- What is needed -
Skipping all pictures, please restate word for word the lines from the one that contains "[ ] a point sits on every instance of the woman's" through the last line of the entries.

- Excerpted data -
◆ ◆ ◆ ◆ ◆
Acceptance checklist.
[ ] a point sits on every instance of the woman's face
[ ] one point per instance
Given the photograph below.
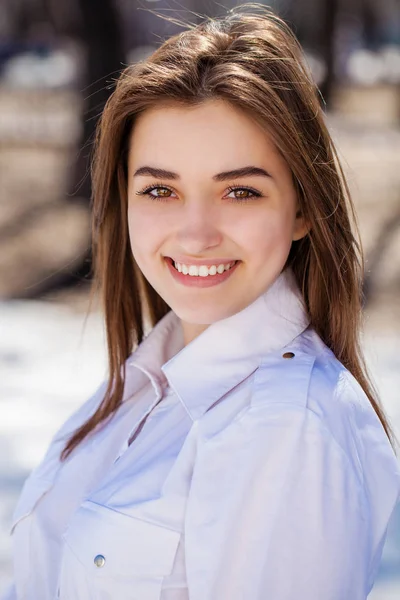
(206, 184)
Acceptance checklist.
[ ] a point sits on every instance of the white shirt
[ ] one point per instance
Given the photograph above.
(261, 472)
◆ ◆ ◆ ◆ ◆
- Your solution -
[ ] a point sits on every instance of the woman's face
[ ] one point per instance
Given the photograph below.
(206, 184)
Acceptance checklist.
[ ] a point sits on every instance of the white shirt
[ ] one point per instance
Given the photograph above.
(261, 472)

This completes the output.